YOUR OBJECTIVE: Copy every line of the listing below character for character, without changing anything.
-------------------------
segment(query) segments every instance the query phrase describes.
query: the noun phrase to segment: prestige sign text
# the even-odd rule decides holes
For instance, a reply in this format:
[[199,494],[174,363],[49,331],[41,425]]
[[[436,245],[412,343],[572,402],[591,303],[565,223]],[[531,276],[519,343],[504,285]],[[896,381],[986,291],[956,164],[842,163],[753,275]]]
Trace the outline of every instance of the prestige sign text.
-------------------------
THE SOLUTION:
segment(query) segments every instance the query phrase describes.
query: the noun phrase to segment: prestige sign text
# the even-odd rule decides holes
For instance, a reply in this format:
[[199,494],[174,363],[49,331],[41,425]]
[[[436,245],[412,343],[572,402],[591,303],[565,223]],[[531,276],[519,343],[504,285]],[[896,381],[986,291],[956,164],[842,163],[753,275]]]
Trace the outline of every instance of the prestige sign text.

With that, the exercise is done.